Copy out all the lines exactly. Omit pictures.

--- begin ---

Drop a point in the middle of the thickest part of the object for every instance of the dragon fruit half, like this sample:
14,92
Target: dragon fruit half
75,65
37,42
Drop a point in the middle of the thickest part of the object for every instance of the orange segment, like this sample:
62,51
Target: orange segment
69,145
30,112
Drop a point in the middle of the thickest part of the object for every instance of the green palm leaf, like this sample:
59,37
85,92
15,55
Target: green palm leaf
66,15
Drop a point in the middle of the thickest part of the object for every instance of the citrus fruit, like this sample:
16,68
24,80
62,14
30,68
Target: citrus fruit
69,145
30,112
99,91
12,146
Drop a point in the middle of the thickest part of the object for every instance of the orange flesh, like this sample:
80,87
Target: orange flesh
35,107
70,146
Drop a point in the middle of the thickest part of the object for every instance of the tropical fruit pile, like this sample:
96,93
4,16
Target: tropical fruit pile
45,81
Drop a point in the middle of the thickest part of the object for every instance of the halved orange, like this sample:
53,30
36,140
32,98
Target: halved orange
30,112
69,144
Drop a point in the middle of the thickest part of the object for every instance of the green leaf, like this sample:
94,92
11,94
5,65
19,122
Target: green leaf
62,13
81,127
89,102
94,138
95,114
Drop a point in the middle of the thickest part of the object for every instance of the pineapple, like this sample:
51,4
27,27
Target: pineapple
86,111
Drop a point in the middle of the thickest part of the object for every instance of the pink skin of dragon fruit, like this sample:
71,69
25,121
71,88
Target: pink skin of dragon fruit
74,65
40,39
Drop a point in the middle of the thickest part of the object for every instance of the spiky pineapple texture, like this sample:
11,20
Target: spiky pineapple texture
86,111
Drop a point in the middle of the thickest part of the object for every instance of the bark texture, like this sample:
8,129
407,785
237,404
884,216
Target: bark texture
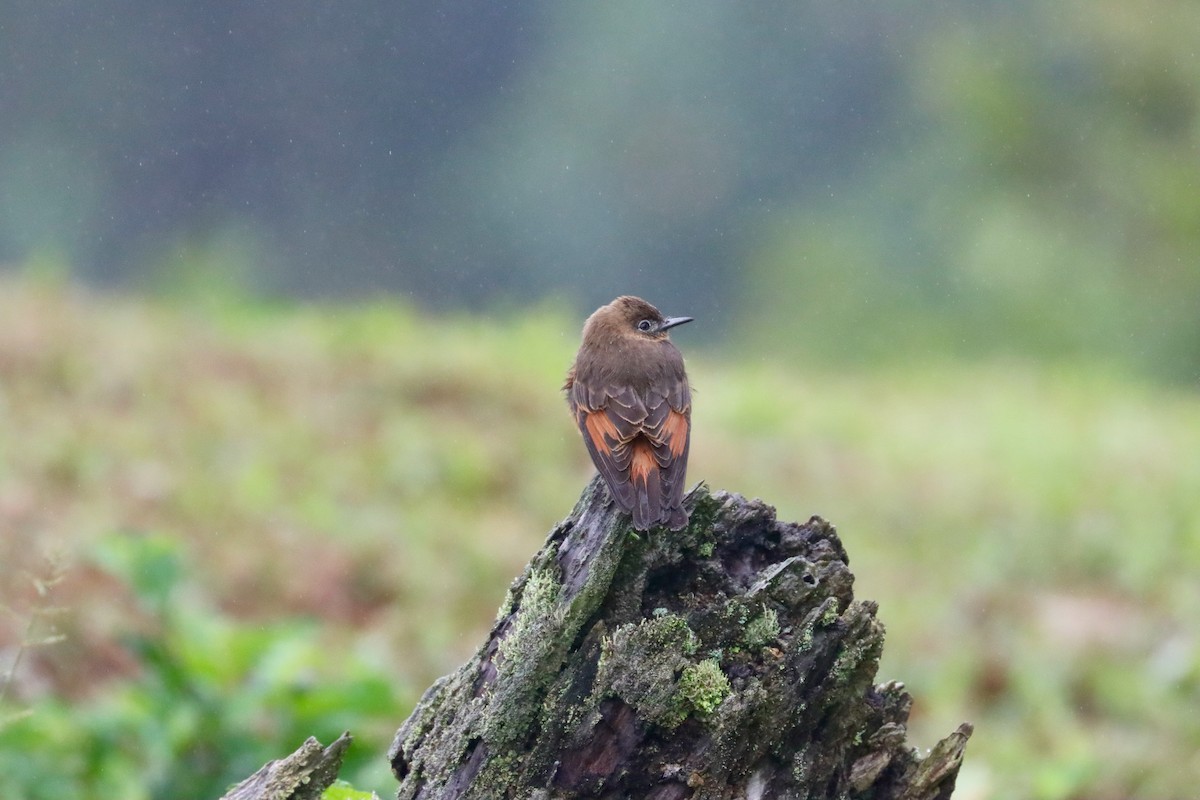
727,660
304,775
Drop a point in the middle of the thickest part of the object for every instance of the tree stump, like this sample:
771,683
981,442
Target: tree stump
727,660
304,775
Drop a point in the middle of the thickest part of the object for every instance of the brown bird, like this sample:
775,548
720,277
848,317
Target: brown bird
630,397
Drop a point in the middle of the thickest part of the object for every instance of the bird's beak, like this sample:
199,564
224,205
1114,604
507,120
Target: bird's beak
671,322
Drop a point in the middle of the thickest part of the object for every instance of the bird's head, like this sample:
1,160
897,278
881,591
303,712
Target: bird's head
631,317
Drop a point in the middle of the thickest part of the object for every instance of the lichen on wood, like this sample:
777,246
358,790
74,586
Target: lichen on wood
727,660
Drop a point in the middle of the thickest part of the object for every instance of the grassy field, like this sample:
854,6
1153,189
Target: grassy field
251,524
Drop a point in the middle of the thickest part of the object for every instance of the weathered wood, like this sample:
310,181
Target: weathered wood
304,775
727,660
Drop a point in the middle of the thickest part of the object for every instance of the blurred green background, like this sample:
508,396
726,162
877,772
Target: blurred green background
287,292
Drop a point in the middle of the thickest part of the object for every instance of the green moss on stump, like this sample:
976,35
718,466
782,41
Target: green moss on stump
682,663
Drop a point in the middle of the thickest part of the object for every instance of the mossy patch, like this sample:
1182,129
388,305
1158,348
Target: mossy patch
703,686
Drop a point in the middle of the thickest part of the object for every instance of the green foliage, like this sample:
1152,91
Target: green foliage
703,686
340,488
213,701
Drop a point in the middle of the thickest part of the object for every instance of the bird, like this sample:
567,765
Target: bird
631,401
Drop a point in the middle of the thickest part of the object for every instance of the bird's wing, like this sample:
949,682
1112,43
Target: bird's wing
610,420
669,428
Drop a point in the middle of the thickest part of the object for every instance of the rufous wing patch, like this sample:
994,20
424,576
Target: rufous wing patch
642,465
675,431
601,431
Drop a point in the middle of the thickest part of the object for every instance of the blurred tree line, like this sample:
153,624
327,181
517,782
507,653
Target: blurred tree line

--- end ---

**Result for this exercise**:
Drop a point in the middle of the thickest part of the object for every instance of the dragon fruit half, like this sample:
14,92
Target: dragon fruit half
75,65
37,42
Drop a point in the middle of the thickest part of the object for every instance of the orange segment, like this sample:
62,51
Target: orange segment
69,145
30,112
Drop a point in the middle of the thickest part of the object for every instance of the green palm leaf, like this sample:
59,37
85,92
15,55
Target: green palm leaf
66,15
Drop a point in the middle of the thickest part of the object for every instance of the citrus fruit, like this sample:
16,68
24,80
62,14
30,68
Target: citrus fruit
69,145
30,112
99,91
12,146
Drop a point in the middle of the thickest part of the object for every instance of the orange flesh, like this sample:
80,87
Target: orange flesh
35,107
70,146
Drop a point in the middle of the thickest part of the object for every instance of the tropical fruit pile, like this sample:
96,93
4,16
Target: tropical fruit pile
45,81
Drop a point in the middle of the thickest part of the object for every instance of the halved orange, like this sample:
53,30
36,140
32,98
Target: halved orange
30,112
69,144
Drop a point in the middle of the thickest part of the object for every instance of the green leaf, like this sample:
94,92
11,94
5,65
19,122
Target: green leaf
62,13
81,127
89,102
94,138
95,114
Drop a point in the middle of the thickest part of the object for every instance of the pineapple, like this sample:
51,4
27,27
Target: pineapple
86,111
Drop a point in the middle of the thickest part of the object for every instance of the pink skin of dragon fruit, like this sample:
71,69
25,121
71,88
Target: pink skin of dragon fruit
74,65
40,39
Drop a point in the middle of the thickest part of the object for every instance of the spiky pineapple texture, like this sample:
11,20
Target: spiky pineapple texture
86,111
Drop a point in the middle of the thickest part of the object for every instance of the bark texture, like this sample:
8,129
407,785
237,404
884,216
Target: bark texture
727,660
304,775
Drop a point in the middle of the thickest part of the object for every instance of the tree stump, like this sample:
771,683
981,442
Target: tree stump
727,660
304,775
Drop a point in the middle of the thickest part of the object for every instance of the brown bird, like this sample:
775,548
720,277
848,317
Target: brown bird
630,397
Drop a point in the middle of the thickest part of the object for every instance of the bird's beak, like this sample:
199,564
224,205
1114,604
507,120
Target: bird's beak
671,322
Drop a point in the middle of the thickest part of the object for every instance of the bird's head, like this sample:
1,160
897,278
881,591
303,712
Target: bird's head
631,317
Drop a point in the middle of the thickest part of the object for every instance of the lichen on wood, like this sample:
777,246
358,790
74,586
Target: lichen on wood
727,660
Drop a point in the middle of the thickest part of the object for every instance of the grassy field, like this sample:
854,6
1153,189
Target: grassy field
251,524
Drop a point in the middle of the thickest part of the object for every instance of the weathered wood, like this sample:
310,181
Target: weathered wood
304,775
727,660
Drop a point in the middle of the thickest part of the object for every instance of the blurred green background, like this sample:
508,396
726,162
877,772
Target: blurred green background
287,292
Drop a point in the middle of the thickest part of the object for every instance of the green moss on stump, like this sample:
976,35
718,466
782,41
Target: green moss on stump
682,663
Drop a point in the middle of the thickest part of the object for every instance of the mossy patch, like this sample:
1182,129
388,305
1158,348
Target: mossy patch
703,686
Drop a point in the middle of the thickest part of the object for every instance of the green foliage, like this sample:
1152,91
Target: green foliage
703,686
340,488
213,701
Drop a point in the middle of the thickest part of the object for every instance of the bird, like this sample:
567,765
Target: bird
631,401
Drop a point in the middle of the thickest part of the object for every instance of the bird's wing, like this sample:
949,682
1112,43
Target: bird's wing
610,420
669,428
Drop a point in the middle of the thickest part of the object for every instance of the rufous wing patch, like this sample:
994,20
424,576
Target: rufous wing patch
642,465
675,431
601,431
Drop a point in the middle of the thickest part of the object for every instance of the blurred tree line, like this sample:
153,624
327,181
517,782
507,653
Target: blurred tree line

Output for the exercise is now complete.